=== TEXT TO READ ===
1 Themes

  1. The reproducibility crisis
  2. What does reproducible science look like?
  3. Using R & RStudio for reproducible science
  4. Advanced topics in R-eproducible science
  5. The future of reproducible psychological science

2 The reproducibility crisis

I like to start off talks about reproducibility in science with some humor. This video is a few years old, but it has some timeless insights.

What’s the point? That even the most well-meaning of us can make careless errors that undermine the reproducibility of science.

But, is it a crisis?

In 2016, Nature published the results of a survey of 1,500 scientists (Baker 2016). They were asked a number of questions, including the following:

2.1 Is there a reproducibility crisis?

  • Yes, a significant crisis
  • Yes, a slight crisis
  • No crisis
  • Don’t know

2.1.1 Results from our own bootcamp poll

2.2 Problems with reproducibility extend beyond psychology and behavioral science

2.3 Why is reproducibility hard?

2.3.1 A manifesto for reproducible science

(Munafò et al. 2017)

3 What does reproducible science look like?

3.1 What do we mean by ‘reproducibility’?

Goodman et al., 2016

  • Methods reproducibility
    • Enough details about materials & methods recorded (& reported)
    • Same results with same materials & methods
  • Results reproducibility
    • Same results from independent study -Inferential reproducibility
    • Same inferences from one or more studies or reanalyses

3.2 Achieving methods reproducibility

  • My own workflow
    • Data collection
    • Cleaning
    • Visualization
    • Analysis
    • Reporting
    • Manuscript generation?
=== RECORDED INFORMATION ===
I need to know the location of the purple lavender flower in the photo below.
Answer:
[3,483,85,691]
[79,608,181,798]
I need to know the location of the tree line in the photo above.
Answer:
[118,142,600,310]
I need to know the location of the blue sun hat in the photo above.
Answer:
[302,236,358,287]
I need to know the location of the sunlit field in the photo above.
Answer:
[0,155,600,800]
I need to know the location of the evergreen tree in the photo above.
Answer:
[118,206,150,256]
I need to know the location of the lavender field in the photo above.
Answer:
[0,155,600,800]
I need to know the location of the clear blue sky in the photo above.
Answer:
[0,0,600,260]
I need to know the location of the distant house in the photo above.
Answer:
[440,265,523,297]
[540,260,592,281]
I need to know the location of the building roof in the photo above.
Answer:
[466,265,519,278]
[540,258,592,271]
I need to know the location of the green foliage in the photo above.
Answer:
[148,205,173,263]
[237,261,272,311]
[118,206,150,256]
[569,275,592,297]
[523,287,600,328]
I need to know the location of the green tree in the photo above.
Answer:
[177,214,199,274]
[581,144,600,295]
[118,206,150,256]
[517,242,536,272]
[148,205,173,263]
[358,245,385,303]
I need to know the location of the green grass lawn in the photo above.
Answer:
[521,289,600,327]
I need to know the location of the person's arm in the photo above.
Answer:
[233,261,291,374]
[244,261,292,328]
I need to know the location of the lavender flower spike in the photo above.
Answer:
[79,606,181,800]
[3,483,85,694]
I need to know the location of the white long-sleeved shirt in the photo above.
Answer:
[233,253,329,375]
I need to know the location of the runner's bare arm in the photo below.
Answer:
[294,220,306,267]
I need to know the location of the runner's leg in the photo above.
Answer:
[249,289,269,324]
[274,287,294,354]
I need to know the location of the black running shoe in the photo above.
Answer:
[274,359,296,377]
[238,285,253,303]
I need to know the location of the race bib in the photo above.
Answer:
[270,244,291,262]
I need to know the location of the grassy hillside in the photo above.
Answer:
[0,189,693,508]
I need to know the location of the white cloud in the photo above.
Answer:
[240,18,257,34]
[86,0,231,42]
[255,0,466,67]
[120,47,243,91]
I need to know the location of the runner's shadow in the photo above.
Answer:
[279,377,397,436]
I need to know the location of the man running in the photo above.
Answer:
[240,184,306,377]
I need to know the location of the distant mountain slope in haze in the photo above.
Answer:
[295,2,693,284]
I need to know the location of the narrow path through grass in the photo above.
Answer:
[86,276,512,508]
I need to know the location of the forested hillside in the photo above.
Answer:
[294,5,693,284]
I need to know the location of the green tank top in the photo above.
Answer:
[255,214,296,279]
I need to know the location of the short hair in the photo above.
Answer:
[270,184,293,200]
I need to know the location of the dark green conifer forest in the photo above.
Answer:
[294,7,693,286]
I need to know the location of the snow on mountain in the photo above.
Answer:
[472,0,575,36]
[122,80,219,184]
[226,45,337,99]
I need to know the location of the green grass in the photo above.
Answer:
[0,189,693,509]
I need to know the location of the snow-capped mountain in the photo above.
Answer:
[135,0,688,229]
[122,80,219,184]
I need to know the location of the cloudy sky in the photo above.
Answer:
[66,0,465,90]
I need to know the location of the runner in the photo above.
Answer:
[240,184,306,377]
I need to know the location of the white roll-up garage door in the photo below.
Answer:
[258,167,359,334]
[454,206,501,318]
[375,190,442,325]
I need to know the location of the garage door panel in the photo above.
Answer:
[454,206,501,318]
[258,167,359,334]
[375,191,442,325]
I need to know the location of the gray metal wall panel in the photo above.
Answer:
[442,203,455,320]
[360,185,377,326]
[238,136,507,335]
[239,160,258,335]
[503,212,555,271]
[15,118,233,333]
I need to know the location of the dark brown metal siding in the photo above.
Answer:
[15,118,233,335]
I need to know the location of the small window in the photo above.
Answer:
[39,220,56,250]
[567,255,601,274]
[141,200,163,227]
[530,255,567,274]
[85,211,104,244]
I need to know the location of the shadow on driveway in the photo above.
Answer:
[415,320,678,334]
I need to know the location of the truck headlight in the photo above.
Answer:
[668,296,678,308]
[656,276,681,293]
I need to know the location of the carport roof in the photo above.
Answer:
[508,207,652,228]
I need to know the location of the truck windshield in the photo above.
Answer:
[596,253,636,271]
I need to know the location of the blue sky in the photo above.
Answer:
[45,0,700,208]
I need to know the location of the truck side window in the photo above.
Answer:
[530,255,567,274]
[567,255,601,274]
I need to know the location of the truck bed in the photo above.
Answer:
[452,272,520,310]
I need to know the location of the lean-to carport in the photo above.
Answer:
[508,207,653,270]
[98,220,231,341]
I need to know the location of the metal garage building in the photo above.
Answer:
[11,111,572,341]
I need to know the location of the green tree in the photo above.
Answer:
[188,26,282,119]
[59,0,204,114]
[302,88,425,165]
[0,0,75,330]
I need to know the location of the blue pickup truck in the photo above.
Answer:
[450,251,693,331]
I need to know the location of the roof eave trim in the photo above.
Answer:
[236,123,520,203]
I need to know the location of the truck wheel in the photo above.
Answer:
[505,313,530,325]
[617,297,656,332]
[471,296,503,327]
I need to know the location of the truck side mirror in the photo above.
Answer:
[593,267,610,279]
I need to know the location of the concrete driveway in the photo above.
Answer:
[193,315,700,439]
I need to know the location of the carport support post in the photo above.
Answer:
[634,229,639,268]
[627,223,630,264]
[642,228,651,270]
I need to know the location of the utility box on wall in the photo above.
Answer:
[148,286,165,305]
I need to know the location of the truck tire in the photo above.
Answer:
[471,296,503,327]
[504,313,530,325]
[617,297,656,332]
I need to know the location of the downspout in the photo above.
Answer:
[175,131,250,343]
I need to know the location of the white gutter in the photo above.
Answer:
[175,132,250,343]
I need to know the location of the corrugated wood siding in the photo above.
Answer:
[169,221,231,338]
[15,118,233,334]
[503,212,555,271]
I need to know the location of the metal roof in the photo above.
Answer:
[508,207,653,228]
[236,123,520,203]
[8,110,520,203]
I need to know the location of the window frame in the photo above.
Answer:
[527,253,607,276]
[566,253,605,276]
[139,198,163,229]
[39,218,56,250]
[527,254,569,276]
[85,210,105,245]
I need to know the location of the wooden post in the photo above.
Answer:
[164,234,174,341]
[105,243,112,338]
===
* **LIST OF TASKS**:
A: Answer each question from the reproducible science outline.
(i) How many scientists took part in the survey that Nature published in 2016?
(ii) Which source is cited for the meanings of 'reproducibility'?
(iii) What is the first step listed under the author's own workflow?
B: List every theme named under "1 Themes" in the reproducible science outline.
C: In one to three sentences, explain the point the reproducible science outline says the opening video makes.
The entries shown above come from a different source than the reproducible science outline.

* **SOLUTIONS TO THE TASKS**:
A:
(i) 1,500
(ii) Goodman et al., 2016
(iii) Data collection

B:
1. The reproducibility crisis
2. What does reproducible science look like?
3. Using R & RStudio for reproducible science
4. Advanced topics in R-eproducible science
5. The future of reproducible psychological science

C: The video shows that even the most well-meaning people can make careless errors. Those errors undermine the reproducibility of science.